**DATA PROVIDED:**
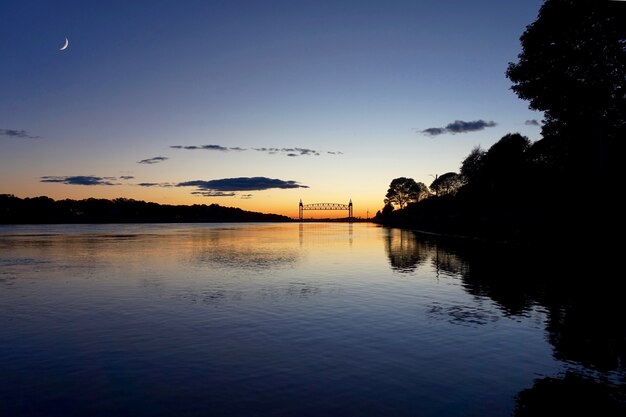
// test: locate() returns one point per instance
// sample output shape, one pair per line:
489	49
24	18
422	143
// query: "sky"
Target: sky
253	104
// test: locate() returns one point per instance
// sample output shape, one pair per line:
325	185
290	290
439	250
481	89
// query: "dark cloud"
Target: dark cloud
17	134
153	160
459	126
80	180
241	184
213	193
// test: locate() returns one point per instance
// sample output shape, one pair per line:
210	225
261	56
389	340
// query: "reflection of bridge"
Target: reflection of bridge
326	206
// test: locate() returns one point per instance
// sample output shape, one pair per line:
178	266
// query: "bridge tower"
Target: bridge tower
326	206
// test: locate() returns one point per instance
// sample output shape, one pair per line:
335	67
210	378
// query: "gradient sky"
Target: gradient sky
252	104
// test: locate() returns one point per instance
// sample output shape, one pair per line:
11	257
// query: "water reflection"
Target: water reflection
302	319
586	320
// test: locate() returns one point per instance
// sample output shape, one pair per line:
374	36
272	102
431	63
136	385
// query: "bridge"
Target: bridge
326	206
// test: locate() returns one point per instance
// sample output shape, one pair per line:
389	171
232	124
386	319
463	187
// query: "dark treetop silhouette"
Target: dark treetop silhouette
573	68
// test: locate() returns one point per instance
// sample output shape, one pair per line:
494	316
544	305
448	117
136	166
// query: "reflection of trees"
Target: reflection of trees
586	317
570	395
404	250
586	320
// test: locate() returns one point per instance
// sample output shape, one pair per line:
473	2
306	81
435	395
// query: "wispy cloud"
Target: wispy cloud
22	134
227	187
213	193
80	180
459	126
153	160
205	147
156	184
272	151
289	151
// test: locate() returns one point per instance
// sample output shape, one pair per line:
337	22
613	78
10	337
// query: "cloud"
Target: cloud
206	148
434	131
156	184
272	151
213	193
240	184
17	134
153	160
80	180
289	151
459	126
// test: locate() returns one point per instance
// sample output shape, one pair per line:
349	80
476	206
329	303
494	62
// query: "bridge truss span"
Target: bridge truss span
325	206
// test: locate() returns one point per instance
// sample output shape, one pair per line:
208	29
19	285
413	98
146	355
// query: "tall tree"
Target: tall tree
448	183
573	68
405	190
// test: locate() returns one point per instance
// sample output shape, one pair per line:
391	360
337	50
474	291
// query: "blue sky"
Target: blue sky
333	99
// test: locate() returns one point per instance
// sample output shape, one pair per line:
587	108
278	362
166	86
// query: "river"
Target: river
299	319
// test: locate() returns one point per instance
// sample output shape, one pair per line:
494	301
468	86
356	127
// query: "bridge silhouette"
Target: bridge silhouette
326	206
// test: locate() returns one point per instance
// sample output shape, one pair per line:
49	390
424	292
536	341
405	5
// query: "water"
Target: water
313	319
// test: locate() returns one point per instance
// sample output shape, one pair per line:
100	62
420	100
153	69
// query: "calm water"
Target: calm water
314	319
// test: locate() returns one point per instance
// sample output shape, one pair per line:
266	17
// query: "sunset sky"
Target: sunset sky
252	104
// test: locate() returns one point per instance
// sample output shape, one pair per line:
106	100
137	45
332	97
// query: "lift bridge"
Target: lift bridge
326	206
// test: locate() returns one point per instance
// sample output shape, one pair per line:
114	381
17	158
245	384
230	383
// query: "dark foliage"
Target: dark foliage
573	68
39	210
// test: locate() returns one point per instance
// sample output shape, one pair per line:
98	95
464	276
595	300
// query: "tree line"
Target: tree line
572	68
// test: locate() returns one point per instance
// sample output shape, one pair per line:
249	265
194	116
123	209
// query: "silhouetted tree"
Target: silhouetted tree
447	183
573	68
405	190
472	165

**THE TASK:** Output the whole listing again, exactly, without its pictures.

**RESULT FOR THIS EXERCISE:**
// test: locate() returns one point per instance
// sample output shape, one pair per line:
489	49
24	18
422	143
// query: "sky"
Target: sky
253	104
// test: locate() returns one point per instance
// sample output shape, one pair per line:
325	185
290	290
439	250
481	89
// query: "dark cloud"
Target: dark cloud
17	134
153	160
459	126
80	180
241	184
213	193
// test: locate() returns one point per instance
// sample output shape, one pair per line:
210	225
261	56
389	340
// query: "reflection of bridge"
Target: reflection of bridge
326	206
// test: locate() returns one point per instance
// sample output shape, one pair per line:
178	266
// query: "bridge tower"
Target: bridge tower
326	206
// test: locate() returns one point per instance
// sample output shape, one pair per line:
335	67
210	378
// query: "gradient sky"
Target: gradient sky
252	104
// test: locate() returns one point per instance
// sample output shape, one pair per line:
11	257
// query: "water reflection"
Target: water reflection
302	319
586	320
// test: locate() returns one point per instance
// sample output shape, one pair per line:
374	36
272	102
431	63
136	385
// query: "bridge"
Target: bridge
326	206
// test: locate() returns one point per instance
// sample output shape, one pair per line:
389	171
232	124
386	319
463	187
// query: "dark treetop silhouette"
Target: dark treetop silhouette
573	68
// test: locate() returns one point per instance
// sample output shape, one pair per line:
494	316
544	305
448	117
136	166
// query: "reflection of trees"
Target: reflection of trees
586	317
570	395
404	250
586	320
// test: locate() returns one point per instance
// sample output shape, one pair per line:
473	2
306	81
435	395
// query: "wispy cloud"
Target: wispy cloud
22	134
227	187
213	193
80	180
459	126
153	160
205	147
156	184
272	151
289	151
// test: locate() returns one point per instance
// sample output shape, one pair per line:
337	22
613	78
10	337
// query: "cloud"
Target: cloud
206	148
434	131
156	184
272	151
213	193
240	184
17	134
153	160
80	180
289	151
459	126
// test: locate() returns one point per instance
// sample output shape, one pair per line:
349	80
476	206
329	303
494	62
// query: "bridge truss span"
Target: bridge truss span
325	206
// test: locate() returns one point per instance
// sample output shape, one pair per line:
208	29
19	285
413	98
146	355
// query: "tall tree"
Target: tall tree
448	183
573	68
405	190
// test: locate() returns one point per instance
// sample output shape, one pair per line:
391	360
337	50
474	291
// query: "blue sky"
Target: blue sky
333	99
// test: locate() returns one point per instance
// sample output shape, one pair per line:
587	108
278	362
166	86
// query: "river"
Target: river
299	319
// test: locate() returns one point per instance
// sample output shape, one pair per line:
494	301
468	86
356	127
// query: "bridge silhouette"
Target: bridge silhouette
326	206
// test: locate() returns one point per instance
// sample output shape, one pair per line:
49	390
424	292
536	341
405	5
// query: "water"
Target: water
313	319
// test: locate() returns one point per instance
// sample output shape, one pair per line:
100	62
420	100
153	69
// query: "calm water"
Target: calm water
314	319
// test: locate() returns one point per instance
// sample output shape, one pair per line:
266	17
// query: "sunset sky"
Target: sunset sky
252	104
// test: locate() returns one point per instance
// sample output shape, one pair per line:
106	100
137	45
332	97
// query: "lift bridge"
Target: lift bridge
326	206
// test: locate() returns one point per instance
// sample output shape, one pair per line:
114	381
17	158
245	384
230	383
// query: "dark foliage"
Target: dark foliage
573	68
39	210
// test: locate() returns one point per instance
// sample output shape, one pair per line:
98	95
464	276
595	300
// query: "tree line"
Target: tree line
572	68
// test: locate() returns one point per instance
// sample output shape, one pair per line:
249	265
194	116
123	209
// query: "silhouetted tree"
Target: silhouetted tree
447	183
573	68
405	190
472	165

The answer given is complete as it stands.